**** Provided data

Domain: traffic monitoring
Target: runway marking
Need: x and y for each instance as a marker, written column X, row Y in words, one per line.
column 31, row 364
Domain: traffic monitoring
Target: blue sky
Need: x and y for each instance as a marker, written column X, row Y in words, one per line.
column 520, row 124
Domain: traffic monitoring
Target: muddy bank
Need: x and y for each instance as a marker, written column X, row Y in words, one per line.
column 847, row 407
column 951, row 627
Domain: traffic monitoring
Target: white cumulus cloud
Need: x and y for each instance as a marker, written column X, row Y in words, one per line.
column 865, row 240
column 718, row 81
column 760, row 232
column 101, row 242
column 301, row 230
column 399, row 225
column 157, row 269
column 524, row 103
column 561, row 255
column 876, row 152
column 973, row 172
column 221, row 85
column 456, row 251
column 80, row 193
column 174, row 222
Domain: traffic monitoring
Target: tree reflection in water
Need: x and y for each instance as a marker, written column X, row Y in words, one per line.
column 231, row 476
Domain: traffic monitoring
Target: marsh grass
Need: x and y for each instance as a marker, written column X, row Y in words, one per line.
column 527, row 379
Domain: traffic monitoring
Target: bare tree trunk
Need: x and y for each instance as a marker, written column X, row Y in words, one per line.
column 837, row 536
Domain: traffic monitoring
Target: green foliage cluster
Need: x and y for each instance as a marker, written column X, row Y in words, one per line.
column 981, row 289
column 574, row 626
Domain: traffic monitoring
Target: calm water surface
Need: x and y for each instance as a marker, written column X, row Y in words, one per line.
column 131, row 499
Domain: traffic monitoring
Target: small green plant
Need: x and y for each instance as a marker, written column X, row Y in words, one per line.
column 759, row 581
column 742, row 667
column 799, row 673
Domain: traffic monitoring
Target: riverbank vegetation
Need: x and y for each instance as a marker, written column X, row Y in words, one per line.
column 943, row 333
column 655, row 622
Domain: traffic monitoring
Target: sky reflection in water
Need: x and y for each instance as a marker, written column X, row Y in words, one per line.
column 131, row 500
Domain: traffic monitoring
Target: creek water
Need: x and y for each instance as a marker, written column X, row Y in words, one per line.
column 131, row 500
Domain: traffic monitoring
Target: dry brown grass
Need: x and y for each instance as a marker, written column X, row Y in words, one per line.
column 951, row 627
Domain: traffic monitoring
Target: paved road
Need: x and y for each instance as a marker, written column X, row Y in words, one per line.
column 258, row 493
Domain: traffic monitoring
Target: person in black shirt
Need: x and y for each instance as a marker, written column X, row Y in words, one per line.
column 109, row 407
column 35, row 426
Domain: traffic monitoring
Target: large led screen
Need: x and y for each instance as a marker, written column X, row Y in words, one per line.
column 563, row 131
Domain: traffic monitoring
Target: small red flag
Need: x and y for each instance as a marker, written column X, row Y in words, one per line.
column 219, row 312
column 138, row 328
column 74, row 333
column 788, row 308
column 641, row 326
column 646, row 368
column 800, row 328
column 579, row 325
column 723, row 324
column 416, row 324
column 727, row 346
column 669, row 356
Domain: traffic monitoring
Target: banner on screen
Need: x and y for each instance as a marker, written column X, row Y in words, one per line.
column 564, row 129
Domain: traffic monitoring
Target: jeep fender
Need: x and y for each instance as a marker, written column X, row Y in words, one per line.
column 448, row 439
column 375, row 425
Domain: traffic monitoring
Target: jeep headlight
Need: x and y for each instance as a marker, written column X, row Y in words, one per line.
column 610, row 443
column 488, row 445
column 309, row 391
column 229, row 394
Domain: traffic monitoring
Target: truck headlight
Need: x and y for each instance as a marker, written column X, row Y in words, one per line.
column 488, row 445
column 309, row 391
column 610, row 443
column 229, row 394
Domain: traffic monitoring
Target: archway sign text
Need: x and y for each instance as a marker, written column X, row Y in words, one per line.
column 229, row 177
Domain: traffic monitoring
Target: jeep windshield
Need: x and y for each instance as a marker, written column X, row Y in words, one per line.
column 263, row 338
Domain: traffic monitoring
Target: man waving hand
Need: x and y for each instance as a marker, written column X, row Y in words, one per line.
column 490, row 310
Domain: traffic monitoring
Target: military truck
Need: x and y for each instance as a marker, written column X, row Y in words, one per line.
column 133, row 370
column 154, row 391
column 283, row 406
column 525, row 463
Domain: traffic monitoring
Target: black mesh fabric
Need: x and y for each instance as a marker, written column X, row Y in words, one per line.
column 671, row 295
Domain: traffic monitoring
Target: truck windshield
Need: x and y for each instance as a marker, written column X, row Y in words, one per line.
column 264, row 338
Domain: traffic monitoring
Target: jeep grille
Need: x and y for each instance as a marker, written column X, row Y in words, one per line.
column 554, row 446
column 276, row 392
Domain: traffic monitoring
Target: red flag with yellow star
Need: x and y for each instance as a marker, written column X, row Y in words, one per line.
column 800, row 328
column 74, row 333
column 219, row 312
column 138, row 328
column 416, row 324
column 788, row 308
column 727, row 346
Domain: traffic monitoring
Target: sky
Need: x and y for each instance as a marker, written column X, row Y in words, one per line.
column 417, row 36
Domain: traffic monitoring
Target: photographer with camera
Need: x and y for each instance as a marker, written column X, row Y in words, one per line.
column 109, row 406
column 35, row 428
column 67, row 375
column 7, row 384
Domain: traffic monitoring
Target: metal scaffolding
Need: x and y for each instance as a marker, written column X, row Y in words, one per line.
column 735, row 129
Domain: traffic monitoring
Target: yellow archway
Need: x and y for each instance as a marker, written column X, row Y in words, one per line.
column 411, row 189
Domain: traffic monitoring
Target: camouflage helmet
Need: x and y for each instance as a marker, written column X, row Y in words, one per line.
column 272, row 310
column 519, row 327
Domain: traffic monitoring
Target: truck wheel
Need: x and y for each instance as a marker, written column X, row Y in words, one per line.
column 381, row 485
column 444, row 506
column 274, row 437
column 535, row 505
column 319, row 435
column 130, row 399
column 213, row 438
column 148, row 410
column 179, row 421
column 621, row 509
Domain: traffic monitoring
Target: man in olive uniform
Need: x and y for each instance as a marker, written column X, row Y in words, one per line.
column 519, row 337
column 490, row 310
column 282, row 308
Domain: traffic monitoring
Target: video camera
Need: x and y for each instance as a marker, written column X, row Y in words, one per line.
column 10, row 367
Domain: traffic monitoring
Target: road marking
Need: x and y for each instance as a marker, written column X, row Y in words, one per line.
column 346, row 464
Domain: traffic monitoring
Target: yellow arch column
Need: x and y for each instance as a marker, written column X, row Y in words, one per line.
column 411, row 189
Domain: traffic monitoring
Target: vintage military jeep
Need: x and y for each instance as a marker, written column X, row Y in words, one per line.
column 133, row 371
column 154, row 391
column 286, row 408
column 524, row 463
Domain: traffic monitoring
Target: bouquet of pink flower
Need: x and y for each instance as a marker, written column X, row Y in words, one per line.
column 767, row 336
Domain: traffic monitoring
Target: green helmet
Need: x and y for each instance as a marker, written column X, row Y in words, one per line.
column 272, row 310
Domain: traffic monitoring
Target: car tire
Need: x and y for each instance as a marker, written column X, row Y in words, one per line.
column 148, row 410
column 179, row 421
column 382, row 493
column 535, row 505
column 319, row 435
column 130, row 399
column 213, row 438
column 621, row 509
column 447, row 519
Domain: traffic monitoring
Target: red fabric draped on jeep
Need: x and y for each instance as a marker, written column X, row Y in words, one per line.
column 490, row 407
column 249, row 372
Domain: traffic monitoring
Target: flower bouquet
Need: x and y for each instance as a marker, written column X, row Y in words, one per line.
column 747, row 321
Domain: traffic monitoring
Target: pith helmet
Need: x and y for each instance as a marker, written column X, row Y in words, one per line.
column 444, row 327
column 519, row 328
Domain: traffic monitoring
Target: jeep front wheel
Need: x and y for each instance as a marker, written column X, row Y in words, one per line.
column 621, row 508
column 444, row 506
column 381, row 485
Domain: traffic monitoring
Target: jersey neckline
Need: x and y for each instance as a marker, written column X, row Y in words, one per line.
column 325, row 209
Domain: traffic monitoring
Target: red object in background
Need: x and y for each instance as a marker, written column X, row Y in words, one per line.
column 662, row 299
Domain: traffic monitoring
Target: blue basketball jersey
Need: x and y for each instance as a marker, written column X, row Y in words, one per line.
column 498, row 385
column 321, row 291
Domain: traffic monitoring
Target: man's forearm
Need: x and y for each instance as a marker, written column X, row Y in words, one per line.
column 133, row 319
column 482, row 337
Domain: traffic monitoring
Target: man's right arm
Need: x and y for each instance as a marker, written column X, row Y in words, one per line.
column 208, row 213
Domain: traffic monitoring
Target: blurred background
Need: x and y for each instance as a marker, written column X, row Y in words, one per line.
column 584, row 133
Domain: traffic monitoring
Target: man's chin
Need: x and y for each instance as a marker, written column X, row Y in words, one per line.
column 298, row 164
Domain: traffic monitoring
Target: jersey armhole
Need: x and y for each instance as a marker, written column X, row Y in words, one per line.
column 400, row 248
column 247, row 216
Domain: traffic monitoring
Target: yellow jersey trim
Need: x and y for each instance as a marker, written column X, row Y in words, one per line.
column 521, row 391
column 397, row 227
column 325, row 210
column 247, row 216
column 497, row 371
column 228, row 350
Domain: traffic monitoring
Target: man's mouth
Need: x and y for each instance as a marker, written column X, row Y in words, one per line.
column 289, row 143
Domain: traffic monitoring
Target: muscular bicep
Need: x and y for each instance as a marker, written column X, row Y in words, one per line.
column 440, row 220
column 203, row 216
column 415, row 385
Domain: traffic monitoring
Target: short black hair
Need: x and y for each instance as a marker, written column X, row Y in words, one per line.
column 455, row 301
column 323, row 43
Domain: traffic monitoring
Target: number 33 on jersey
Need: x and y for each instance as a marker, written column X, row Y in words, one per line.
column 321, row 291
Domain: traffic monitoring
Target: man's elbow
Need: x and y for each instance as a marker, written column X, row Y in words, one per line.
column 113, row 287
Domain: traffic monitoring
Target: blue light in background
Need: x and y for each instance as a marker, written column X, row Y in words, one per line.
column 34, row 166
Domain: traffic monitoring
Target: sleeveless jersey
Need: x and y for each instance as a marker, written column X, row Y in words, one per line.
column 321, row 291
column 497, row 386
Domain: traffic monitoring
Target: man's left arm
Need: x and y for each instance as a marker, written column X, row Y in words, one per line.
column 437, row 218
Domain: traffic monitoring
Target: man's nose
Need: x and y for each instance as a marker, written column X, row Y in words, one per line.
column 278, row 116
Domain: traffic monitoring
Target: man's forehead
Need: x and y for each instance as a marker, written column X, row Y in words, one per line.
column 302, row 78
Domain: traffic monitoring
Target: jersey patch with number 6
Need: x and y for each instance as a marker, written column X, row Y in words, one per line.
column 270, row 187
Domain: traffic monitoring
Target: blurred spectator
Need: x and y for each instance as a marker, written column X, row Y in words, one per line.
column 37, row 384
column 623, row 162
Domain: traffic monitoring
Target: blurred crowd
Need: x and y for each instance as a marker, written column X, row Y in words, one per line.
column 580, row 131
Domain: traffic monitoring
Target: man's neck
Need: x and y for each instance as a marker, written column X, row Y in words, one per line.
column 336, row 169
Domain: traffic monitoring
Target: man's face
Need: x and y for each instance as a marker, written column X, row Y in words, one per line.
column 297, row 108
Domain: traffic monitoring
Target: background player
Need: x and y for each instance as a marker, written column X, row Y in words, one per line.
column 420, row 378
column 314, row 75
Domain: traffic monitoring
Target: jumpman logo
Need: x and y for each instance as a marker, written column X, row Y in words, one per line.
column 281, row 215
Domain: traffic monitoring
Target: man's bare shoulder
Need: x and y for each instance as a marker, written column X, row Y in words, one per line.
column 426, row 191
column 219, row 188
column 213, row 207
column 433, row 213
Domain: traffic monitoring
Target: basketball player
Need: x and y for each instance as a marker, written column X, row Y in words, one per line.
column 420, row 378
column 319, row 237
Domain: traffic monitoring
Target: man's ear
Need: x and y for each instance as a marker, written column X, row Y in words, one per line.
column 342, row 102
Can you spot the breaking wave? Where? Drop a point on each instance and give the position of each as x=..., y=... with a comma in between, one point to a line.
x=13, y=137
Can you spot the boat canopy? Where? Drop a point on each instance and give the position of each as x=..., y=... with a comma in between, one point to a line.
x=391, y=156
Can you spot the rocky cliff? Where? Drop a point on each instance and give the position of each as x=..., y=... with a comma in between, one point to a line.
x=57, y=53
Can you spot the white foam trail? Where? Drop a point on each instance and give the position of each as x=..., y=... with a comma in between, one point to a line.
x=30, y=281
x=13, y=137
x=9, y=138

********

**Task requirements:**
Starting at the first line of the data, copy it word for word and stop after the line that contains "column 520, row 124".

**Result for this exercise:**
Domain: traffic monitoring
Target: runway marking
Need: x and y for each instance as a marker, written column X, row Y in words, one per line.
column 31, row 364
Domain: traffic monitoring
Target: blue sky
Need: x and y for each instance as a marker, written column X, row Y in words, one per line.
column 520, row 124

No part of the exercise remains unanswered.